Directive a - Name each type of mount that the passage on Docker storage describes.

Supplied passage -
══════

A bind mount makes a file or directory on the host available to the container it is mounted within. A bind mount may be either read-only or read-write. For example, a container might share its host's DNS information by means of a bind mount of the host's /etc/resolv.conf or a container might write logs to its host's /var/log/myContainerLogs directory. If you use bind mounts and your host and containers have different notions of permissions, access controls, or other such details, you will run into portability issues.

A named volume is a mechanism for decoupling persistent data needed by your container from the image used to create the container and from the host machine. Named volumes are created and managed by Docker, and a named volume persists even when no container is currently using it. Data in named volumes can be shared between a container and the host machine, as well as between multiple containers. Docker uses a volume driver to create, manage, and mount volumes. You can back up or restore volumes using Docker commands.

A tmpfs mounts a tmpfs inside a container for volatile data.

A npipe mounts a named pipe from the host into the container.

Consider a situation where your image starts a lightweight web server. You could use that image as a base image, copy in your website's HTML files, and package that into another image. Each time your website changed, you'd need to update the new image and redeploy all of the containers serving your website. A better solution is to store the website in a named volume which is attached to each of your web server containers when they start. To update the website, you just update the named volume.

For more information about named volumes, see Data Volumes.

══════

Stored records -
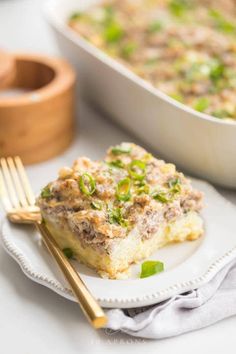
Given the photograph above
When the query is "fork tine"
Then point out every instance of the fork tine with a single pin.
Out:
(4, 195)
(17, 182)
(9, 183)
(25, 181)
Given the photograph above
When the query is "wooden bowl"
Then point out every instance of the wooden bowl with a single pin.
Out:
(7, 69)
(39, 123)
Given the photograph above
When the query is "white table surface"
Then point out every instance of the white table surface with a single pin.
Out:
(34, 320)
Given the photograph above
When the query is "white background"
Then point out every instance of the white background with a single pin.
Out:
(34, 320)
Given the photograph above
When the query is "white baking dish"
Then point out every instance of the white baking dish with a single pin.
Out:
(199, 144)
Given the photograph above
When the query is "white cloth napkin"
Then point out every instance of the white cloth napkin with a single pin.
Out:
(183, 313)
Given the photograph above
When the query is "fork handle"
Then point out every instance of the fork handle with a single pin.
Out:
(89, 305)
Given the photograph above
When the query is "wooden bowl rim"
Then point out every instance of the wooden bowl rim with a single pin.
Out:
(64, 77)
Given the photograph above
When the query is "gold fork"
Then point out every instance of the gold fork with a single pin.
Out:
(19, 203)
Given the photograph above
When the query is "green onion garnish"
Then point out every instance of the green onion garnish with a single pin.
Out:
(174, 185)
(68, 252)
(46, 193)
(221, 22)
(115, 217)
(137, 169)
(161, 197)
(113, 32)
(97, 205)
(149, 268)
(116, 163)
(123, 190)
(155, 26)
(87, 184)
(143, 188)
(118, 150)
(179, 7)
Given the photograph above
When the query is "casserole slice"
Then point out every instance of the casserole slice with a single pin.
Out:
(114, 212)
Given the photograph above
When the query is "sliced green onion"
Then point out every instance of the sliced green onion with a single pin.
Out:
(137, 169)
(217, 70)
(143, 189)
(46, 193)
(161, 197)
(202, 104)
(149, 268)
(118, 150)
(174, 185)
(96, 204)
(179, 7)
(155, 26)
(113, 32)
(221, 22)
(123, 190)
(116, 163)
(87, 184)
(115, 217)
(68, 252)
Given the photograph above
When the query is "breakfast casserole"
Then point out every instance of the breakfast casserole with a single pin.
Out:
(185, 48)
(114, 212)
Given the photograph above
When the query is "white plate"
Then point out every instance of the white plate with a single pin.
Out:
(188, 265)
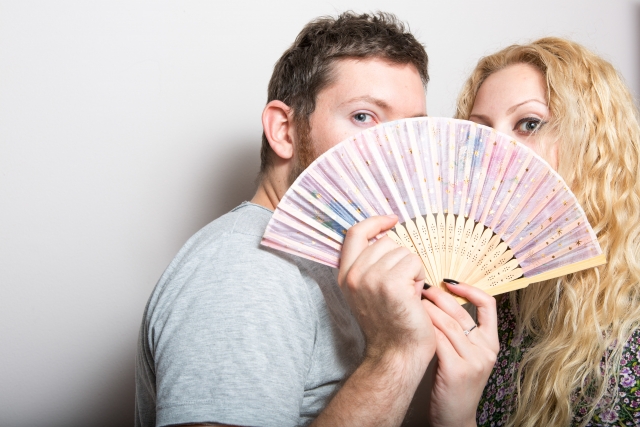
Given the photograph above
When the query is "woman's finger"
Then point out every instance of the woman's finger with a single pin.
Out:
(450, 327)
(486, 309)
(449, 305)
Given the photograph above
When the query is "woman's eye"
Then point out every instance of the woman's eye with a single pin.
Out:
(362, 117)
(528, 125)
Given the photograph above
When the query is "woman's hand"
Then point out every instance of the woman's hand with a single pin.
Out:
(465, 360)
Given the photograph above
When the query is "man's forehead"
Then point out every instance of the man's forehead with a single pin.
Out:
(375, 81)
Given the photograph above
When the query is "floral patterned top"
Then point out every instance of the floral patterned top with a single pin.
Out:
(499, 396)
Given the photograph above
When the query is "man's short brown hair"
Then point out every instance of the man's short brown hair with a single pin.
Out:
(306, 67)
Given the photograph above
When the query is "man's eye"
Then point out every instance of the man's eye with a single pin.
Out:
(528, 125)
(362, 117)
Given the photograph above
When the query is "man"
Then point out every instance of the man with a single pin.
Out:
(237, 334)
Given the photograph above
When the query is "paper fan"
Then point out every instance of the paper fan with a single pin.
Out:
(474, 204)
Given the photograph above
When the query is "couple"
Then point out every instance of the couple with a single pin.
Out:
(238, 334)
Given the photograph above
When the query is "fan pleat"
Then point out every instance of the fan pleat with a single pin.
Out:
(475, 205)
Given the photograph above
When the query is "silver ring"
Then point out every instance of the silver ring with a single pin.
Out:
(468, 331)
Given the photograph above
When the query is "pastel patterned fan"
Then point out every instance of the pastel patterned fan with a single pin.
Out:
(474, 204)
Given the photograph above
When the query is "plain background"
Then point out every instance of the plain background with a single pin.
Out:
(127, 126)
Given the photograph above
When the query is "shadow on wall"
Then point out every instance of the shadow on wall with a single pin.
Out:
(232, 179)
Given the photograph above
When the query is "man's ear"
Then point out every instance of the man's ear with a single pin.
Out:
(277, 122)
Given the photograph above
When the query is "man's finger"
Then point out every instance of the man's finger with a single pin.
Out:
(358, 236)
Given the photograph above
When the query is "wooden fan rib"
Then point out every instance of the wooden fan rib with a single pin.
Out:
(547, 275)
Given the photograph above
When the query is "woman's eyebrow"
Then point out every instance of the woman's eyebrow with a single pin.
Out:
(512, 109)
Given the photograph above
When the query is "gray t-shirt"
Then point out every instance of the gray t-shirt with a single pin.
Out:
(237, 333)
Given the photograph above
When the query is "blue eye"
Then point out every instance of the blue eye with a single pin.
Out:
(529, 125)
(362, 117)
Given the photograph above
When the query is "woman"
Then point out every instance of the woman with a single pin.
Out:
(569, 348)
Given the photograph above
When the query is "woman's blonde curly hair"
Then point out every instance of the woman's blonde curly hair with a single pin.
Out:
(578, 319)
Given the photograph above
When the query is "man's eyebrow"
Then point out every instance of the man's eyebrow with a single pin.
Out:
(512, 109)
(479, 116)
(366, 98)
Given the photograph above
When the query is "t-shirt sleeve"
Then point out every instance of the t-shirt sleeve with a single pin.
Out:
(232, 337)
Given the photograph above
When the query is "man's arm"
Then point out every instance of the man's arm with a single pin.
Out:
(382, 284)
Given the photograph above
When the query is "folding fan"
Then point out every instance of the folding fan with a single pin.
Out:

══════

Directive b - Identify every line of the listing that contains the string "woman", treating case as significant.

Correct result a -
- Bind mount
- Named volume
- tmpfs
- npipe

Correct result b -
When the query is "woman's finger"
Then point out every instance of the woman's finger with a single pin.
When the query is "woman's eye"
Then point out every instance of the woman's eye with a single pin.
When the query is "woman's hand"
Then point out every instance of the woman's hand with a single pin.
When the query is "woman's eyebrow"
Then point out every instance of the woman's eyebrow with a single pin.
When the query is "woman"
Then point out every instance of the woman with a single pin.
When the query is "woman's blonde curly hair"
Then point out every instance of the woman's blonde curly hair with a single pin.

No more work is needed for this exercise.